• [Required action] Give every line of the records exactly, please, from the first up to and including the one containing "box: [785, 673, 874, 824]".

• [Provided records]
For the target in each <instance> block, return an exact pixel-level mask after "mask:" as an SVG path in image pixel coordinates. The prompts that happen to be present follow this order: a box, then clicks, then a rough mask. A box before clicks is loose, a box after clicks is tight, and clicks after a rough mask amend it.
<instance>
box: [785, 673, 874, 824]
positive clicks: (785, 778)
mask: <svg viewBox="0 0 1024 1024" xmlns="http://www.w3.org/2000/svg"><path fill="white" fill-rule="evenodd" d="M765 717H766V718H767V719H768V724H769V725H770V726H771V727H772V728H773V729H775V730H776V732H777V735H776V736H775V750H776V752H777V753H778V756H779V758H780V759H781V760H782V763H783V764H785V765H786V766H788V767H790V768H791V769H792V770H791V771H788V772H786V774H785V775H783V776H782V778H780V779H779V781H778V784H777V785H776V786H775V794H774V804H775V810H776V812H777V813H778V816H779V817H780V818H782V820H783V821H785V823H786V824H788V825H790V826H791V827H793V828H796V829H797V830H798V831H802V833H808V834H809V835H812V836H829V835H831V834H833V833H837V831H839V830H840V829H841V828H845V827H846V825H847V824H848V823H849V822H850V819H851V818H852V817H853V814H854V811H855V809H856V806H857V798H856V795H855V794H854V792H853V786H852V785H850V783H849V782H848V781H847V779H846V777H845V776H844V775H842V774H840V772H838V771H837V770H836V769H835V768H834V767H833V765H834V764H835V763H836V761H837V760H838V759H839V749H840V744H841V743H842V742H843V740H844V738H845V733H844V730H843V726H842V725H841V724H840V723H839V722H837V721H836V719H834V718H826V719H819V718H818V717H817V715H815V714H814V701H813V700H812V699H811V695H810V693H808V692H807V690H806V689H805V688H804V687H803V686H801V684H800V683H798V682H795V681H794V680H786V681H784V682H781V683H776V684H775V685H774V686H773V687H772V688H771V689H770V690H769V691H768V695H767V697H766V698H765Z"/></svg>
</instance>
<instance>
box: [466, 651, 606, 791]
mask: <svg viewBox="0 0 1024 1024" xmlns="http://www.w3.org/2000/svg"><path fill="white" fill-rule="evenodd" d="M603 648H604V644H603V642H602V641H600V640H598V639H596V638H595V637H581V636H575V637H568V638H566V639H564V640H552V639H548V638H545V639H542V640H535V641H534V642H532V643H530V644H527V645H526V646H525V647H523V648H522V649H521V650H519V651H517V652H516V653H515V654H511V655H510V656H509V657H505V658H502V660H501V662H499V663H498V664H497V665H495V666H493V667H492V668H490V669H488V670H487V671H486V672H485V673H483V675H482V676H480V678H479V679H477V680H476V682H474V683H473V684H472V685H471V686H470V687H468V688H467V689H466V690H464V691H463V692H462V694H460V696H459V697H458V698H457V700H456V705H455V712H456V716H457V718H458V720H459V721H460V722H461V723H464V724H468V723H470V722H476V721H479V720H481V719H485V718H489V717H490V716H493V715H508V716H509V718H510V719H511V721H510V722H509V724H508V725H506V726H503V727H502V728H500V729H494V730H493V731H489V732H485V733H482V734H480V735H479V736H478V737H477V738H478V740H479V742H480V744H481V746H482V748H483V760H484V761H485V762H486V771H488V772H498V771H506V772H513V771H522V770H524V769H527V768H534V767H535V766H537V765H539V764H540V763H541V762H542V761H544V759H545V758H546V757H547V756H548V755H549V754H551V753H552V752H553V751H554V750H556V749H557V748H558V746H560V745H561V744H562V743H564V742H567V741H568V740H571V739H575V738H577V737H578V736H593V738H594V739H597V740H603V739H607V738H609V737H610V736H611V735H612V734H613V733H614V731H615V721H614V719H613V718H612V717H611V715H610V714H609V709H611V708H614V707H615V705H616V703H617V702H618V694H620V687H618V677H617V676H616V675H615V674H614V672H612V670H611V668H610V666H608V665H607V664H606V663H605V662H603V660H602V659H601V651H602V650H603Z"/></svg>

• [Result of the exercise]
For the target in each <instance> block, return an exact pixel-level mask after "mask:" as an SVG path in image pixel coordinates. The prompts that happen to be present follow this order: a box, then clicks, then a rough mask. A box before clicks is loose, a box after clicks is tight, and clicks after a rough mask amend it.
<instance>
box: [785, 673, 874, 824]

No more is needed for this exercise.